*** Extracted text ***

Google can now OCR PDFs November 10, 2008
Posted by Jill (@bonnjill) in Tools.trackback
Google just keeps offering new and exciting improvements that make our lives easier – from Google Print, Google Earth, Google Video to Google Translate and now the Tesseract OCR Engine. You simply have to respect a company that has the goal of making every last bit of the world’s information searchable. It is an awesome endeavor indeed. I am catching up on my feed reads and just learned that it can now OCR PDFs, and has been doing so since October 31st. For those of you who are not familiar with the abbreviations, OCR stands for optical character recognition and PDF stands for portable document format.
As announced on the Official Google Blog, the company is now performing OCR on documents that it indexes and identifies as having been scanned as PDFs. Google has indexed documents that were saved as text-based PDFs for quite some time, but many documents wind up being made into PDFs through scans, which store the text as images. You can see the words on the screen, but your computer doesn’t. When you put this scan up on a Web site, search engines have been unable to index the content of those documents because it didn’t recognize the text as text … until now.

*** End of Extracted text ***

Quote the blog post about Google reading scanned PDFs from "Google can now" up to and including "portable document format.".

*** Source material ***

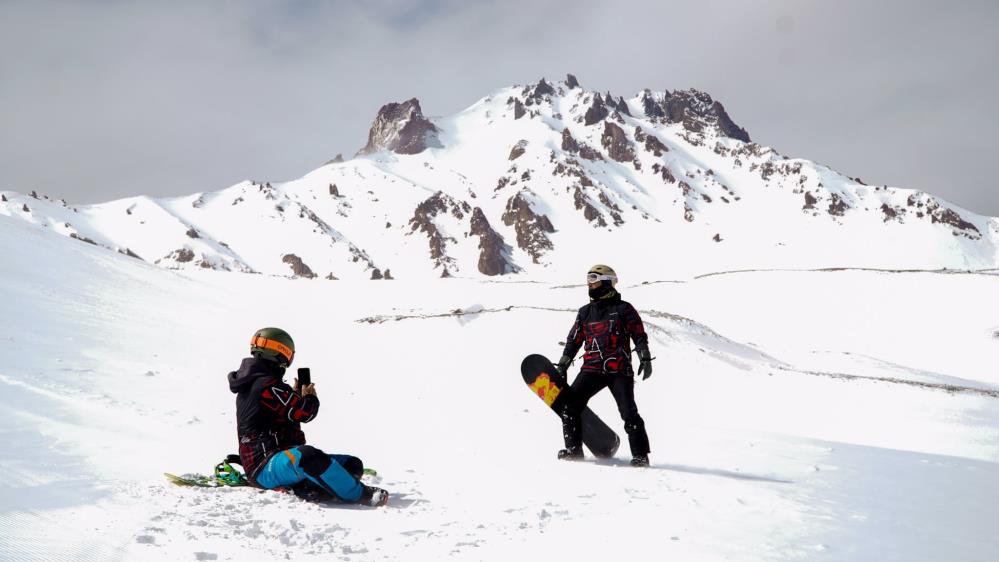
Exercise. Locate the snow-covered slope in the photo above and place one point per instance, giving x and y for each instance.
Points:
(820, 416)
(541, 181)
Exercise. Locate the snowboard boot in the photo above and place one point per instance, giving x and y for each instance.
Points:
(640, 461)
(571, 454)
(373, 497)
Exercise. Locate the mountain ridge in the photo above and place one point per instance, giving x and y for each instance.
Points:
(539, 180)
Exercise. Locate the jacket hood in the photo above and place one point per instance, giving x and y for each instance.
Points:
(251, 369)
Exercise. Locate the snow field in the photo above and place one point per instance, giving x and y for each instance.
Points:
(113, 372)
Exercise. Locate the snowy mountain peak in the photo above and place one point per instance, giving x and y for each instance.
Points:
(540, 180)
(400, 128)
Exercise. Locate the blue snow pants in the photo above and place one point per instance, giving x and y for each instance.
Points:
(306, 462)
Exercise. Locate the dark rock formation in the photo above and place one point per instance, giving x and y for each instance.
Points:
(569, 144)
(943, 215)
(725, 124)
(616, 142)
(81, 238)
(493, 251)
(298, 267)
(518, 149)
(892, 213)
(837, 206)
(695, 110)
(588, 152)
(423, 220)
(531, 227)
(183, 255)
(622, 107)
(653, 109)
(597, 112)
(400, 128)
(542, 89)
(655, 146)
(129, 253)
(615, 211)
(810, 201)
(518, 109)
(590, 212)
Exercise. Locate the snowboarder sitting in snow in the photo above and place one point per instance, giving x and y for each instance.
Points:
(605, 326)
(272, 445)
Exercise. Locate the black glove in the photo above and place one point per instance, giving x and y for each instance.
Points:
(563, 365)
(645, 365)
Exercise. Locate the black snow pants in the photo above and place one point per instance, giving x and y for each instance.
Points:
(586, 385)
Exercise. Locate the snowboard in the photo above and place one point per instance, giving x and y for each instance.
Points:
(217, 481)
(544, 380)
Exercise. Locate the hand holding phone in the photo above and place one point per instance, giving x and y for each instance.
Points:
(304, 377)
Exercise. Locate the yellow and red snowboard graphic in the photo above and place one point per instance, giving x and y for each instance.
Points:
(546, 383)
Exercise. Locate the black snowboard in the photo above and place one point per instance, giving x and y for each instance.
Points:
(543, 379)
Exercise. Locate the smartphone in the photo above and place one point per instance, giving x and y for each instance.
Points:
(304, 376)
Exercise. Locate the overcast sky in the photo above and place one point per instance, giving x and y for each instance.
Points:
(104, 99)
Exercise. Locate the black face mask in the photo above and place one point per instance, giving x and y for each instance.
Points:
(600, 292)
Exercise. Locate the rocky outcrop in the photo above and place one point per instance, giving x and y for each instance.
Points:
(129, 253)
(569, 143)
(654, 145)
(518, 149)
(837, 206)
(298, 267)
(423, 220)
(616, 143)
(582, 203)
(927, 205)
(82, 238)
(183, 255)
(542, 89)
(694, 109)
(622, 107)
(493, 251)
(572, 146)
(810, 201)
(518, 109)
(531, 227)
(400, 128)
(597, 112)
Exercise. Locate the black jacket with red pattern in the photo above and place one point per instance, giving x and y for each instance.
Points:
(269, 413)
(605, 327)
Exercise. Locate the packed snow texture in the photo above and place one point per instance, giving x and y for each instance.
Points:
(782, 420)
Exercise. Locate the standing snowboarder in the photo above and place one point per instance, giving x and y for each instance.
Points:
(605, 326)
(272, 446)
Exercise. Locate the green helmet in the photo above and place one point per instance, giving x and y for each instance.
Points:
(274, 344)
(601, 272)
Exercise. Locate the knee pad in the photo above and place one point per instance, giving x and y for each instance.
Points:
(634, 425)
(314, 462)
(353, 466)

*** End of Source material ***
*** Source material ***

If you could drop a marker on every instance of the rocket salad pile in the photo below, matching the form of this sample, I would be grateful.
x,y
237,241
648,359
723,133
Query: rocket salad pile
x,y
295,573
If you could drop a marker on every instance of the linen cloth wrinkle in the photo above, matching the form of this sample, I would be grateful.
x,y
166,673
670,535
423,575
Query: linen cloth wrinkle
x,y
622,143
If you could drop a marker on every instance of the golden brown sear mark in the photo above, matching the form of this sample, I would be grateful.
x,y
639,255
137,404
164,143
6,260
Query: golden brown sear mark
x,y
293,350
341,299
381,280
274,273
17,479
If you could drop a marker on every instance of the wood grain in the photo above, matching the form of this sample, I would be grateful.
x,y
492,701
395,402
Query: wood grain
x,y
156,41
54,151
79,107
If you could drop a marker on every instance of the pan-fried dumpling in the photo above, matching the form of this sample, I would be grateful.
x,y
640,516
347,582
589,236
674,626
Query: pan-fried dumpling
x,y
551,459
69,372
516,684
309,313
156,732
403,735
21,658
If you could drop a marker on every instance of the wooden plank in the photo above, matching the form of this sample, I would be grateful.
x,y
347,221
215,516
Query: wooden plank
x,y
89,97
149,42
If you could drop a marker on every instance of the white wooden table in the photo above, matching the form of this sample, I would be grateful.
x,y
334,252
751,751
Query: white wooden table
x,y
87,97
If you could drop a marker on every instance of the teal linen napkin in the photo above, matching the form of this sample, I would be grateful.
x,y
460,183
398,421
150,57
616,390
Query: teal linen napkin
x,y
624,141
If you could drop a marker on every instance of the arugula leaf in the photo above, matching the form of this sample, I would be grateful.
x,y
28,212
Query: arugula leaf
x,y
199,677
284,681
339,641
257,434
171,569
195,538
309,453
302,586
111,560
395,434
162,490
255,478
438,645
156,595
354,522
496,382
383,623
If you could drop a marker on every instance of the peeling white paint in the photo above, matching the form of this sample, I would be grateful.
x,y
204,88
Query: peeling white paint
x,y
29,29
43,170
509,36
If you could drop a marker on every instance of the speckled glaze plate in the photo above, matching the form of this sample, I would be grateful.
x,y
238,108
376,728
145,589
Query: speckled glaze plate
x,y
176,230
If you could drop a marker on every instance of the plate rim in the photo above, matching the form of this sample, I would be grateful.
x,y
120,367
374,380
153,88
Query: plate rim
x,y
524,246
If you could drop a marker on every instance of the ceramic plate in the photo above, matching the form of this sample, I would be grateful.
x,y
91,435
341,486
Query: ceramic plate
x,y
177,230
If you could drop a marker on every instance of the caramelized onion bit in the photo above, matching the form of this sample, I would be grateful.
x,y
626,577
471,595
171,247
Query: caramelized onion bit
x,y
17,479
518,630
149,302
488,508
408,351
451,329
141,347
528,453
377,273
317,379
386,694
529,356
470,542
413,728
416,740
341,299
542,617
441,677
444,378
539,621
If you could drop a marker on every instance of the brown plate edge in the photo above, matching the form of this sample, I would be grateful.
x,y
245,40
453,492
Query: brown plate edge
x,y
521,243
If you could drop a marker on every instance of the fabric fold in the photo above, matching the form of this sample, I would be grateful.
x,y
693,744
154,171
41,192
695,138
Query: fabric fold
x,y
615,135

*** End of Source material ***

Exercise output
Google can now OCR PDFs November 10, 2008
Posted by Jill (@bonnjill) in Tools.trackback
Google just keeps offering new and exciting improvements that make our lives easier – from Google Print, Google Earth, Google Video to Google Translate and now the Tesseract OCR Engine. You simply have to respect a company that has the goal of making every last bit of the world’s information searchable. It is an awesome endeavor indeed. I am catching up on my feed reads and just learned that it can now OCR PDFs, and has been doing so since October 31st. For those of you who are not familiar with the abbreviations, OCR stands for optical character recognition and PDF stands for portable document format.